» Source data:
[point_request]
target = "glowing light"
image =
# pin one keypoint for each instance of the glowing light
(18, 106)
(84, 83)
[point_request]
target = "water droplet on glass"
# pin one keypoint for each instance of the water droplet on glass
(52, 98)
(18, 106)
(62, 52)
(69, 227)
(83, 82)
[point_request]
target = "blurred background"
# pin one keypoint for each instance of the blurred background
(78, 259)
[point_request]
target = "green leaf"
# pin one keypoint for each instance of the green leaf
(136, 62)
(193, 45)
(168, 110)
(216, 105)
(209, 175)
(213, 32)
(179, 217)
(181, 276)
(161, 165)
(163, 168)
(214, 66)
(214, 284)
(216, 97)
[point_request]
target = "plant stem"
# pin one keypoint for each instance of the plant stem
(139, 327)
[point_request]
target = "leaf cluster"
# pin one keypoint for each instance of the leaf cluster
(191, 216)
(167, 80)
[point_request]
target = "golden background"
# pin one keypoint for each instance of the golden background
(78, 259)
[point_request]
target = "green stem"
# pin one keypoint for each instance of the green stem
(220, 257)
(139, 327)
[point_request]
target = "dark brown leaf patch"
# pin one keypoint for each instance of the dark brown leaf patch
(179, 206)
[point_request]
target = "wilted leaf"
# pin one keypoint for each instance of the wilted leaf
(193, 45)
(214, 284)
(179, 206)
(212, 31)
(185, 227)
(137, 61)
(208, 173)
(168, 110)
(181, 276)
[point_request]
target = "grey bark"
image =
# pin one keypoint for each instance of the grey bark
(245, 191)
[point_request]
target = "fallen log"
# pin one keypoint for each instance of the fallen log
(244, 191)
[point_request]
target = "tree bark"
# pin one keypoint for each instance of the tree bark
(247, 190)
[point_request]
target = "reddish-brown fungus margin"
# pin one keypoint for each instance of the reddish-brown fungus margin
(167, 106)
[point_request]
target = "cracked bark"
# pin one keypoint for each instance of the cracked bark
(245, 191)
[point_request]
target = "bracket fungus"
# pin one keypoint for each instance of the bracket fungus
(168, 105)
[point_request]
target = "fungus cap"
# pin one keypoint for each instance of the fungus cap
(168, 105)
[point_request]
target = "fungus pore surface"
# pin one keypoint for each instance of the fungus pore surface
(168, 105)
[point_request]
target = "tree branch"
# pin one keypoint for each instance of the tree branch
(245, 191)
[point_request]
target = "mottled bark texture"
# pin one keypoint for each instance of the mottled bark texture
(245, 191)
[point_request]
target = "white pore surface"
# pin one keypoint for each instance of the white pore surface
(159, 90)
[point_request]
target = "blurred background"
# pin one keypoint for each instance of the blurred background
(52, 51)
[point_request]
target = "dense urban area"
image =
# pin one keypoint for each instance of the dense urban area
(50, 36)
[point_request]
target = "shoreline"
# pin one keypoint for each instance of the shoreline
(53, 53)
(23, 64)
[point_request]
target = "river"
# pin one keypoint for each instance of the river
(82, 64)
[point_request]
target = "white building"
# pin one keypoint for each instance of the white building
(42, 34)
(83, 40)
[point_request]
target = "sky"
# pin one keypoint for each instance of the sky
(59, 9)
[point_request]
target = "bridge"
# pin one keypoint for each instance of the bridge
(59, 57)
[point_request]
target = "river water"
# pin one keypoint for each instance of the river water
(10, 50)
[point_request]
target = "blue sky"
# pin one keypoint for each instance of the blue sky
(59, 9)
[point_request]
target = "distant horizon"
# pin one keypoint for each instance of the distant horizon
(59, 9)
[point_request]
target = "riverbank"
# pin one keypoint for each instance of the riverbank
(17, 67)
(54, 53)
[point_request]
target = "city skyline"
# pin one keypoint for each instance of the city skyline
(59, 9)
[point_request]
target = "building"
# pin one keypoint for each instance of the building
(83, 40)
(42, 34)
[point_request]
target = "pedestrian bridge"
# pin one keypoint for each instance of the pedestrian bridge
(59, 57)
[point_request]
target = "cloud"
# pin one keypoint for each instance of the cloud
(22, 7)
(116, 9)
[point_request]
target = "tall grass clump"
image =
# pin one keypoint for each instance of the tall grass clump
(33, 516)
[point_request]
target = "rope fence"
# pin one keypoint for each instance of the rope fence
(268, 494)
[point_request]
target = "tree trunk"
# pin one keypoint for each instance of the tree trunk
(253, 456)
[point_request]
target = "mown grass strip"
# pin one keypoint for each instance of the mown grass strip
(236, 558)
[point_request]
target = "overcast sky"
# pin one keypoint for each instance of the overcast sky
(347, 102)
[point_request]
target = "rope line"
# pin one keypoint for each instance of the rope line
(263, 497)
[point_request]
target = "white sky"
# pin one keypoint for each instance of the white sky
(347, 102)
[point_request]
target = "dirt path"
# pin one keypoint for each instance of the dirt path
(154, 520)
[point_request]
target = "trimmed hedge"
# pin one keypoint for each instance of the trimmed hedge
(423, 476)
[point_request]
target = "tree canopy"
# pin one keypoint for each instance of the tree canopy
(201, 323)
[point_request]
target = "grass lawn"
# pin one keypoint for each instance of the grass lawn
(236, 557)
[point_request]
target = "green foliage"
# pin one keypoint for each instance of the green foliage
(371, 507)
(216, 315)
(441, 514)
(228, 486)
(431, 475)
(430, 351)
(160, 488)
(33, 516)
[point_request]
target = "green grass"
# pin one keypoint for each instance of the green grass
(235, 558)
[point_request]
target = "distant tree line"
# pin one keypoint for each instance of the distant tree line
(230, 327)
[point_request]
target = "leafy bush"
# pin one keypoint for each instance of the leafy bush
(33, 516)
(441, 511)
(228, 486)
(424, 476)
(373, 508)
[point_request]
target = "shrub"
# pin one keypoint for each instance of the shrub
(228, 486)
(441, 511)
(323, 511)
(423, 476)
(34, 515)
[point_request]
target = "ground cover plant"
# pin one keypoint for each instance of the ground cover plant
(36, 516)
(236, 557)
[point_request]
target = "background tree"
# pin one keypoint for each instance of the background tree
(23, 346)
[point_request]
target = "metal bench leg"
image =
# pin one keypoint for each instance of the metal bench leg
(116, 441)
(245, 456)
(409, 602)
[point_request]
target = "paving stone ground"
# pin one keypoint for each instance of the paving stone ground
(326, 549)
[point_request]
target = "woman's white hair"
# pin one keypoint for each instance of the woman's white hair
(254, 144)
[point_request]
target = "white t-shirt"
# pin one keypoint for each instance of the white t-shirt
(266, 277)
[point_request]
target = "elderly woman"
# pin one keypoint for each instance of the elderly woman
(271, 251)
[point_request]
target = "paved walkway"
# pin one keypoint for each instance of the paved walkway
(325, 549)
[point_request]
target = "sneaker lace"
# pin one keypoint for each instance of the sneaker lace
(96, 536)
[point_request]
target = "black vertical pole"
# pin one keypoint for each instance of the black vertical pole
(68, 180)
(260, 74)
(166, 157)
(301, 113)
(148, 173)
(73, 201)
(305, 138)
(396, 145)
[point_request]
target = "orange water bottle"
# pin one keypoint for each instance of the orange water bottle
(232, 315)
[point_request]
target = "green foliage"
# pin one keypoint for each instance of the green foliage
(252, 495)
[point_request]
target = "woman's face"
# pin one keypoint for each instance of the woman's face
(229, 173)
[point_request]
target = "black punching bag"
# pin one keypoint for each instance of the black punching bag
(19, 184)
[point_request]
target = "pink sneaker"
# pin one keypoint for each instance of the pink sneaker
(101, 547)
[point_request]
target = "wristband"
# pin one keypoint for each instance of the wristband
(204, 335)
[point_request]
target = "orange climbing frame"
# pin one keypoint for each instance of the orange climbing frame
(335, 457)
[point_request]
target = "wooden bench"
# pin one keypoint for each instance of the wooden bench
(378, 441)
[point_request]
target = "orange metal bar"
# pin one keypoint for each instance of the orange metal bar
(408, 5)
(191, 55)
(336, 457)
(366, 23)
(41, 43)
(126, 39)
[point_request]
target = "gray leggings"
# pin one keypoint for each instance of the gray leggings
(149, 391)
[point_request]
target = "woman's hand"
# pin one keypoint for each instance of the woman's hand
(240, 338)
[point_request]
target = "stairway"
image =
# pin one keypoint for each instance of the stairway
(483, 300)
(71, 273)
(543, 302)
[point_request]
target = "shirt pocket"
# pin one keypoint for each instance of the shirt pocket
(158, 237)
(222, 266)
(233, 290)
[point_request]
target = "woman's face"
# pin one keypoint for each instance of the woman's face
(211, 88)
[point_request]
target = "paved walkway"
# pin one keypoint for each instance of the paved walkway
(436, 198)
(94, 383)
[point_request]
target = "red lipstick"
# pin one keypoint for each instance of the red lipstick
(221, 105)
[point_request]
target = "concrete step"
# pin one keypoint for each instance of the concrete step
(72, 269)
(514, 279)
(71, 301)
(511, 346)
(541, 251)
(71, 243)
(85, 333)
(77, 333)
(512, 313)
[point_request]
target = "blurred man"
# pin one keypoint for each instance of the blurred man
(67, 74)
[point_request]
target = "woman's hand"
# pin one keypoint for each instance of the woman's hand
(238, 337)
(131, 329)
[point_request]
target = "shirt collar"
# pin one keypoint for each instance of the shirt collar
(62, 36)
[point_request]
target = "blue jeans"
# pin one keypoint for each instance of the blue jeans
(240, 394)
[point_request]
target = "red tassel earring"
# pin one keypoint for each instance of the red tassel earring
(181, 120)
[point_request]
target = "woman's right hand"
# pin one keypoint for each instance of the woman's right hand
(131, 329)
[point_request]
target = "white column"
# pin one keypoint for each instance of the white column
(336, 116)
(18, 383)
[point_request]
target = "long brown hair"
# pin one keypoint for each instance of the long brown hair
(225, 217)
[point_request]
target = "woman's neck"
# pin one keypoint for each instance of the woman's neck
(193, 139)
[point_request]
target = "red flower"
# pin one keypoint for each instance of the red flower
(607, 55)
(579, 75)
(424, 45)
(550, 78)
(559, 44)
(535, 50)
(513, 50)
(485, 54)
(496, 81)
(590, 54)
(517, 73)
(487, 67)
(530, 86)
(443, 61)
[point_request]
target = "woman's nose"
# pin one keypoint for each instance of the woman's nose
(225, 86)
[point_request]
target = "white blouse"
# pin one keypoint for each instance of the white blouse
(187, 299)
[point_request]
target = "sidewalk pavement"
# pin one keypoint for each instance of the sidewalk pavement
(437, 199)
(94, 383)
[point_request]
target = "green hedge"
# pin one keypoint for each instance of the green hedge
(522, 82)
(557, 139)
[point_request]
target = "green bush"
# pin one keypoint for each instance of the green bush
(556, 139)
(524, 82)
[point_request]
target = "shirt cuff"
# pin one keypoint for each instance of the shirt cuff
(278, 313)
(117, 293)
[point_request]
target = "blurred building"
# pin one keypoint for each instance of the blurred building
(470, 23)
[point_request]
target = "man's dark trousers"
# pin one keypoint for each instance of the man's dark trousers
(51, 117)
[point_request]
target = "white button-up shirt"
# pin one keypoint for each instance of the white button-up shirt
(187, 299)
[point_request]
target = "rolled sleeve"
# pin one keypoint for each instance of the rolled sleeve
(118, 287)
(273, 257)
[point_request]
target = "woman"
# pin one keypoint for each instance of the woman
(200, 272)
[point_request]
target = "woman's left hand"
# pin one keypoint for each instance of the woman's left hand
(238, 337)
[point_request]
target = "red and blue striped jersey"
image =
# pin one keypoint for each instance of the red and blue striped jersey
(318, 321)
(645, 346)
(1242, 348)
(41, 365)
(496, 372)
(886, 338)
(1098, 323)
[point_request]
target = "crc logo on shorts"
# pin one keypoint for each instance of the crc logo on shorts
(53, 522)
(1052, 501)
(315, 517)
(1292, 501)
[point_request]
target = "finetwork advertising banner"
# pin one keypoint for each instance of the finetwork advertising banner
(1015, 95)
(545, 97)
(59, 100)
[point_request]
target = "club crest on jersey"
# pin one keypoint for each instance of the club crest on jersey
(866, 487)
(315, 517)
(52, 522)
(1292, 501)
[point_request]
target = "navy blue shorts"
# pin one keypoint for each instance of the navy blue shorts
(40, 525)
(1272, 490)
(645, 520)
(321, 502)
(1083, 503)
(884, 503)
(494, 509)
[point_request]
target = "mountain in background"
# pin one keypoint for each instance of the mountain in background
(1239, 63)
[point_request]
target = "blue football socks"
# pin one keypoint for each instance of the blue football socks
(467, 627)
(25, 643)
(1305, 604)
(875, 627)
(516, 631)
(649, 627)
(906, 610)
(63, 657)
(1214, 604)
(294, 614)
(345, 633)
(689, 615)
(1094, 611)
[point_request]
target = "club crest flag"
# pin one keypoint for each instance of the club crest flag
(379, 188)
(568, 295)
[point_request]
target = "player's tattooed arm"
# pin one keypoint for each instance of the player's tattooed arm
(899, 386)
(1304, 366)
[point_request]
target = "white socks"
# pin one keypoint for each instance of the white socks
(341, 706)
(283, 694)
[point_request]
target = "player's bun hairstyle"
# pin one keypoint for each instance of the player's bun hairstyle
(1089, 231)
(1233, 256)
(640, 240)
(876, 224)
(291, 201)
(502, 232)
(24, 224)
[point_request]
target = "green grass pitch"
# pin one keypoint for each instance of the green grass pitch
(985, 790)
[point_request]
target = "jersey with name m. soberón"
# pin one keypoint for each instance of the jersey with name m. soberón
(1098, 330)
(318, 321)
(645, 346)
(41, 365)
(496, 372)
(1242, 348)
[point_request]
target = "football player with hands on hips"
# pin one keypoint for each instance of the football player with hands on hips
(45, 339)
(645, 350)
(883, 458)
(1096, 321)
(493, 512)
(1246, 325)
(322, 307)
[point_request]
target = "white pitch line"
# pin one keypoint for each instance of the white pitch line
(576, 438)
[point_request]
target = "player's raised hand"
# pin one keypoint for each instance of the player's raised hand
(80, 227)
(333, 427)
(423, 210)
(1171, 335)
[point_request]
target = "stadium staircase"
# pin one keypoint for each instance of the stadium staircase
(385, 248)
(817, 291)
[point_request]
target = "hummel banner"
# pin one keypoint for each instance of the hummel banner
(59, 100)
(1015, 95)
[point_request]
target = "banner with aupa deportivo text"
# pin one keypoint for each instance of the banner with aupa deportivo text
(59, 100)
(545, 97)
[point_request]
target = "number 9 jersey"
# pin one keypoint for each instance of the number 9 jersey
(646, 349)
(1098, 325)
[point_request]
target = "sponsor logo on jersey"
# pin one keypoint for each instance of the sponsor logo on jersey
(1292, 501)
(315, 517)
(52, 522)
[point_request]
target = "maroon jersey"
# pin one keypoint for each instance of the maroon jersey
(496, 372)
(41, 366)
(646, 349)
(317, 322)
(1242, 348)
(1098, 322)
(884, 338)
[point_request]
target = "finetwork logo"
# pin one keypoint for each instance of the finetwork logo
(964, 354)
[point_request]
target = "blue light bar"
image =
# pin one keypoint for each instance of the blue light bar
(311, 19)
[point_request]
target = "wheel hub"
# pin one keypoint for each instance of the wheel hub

» Task brief:
Gather every line of the records that contains the string "stairway" and copy each one out.

» Exercise answer:
target = "stairway"
# pin one keypoint for each instance of the stairway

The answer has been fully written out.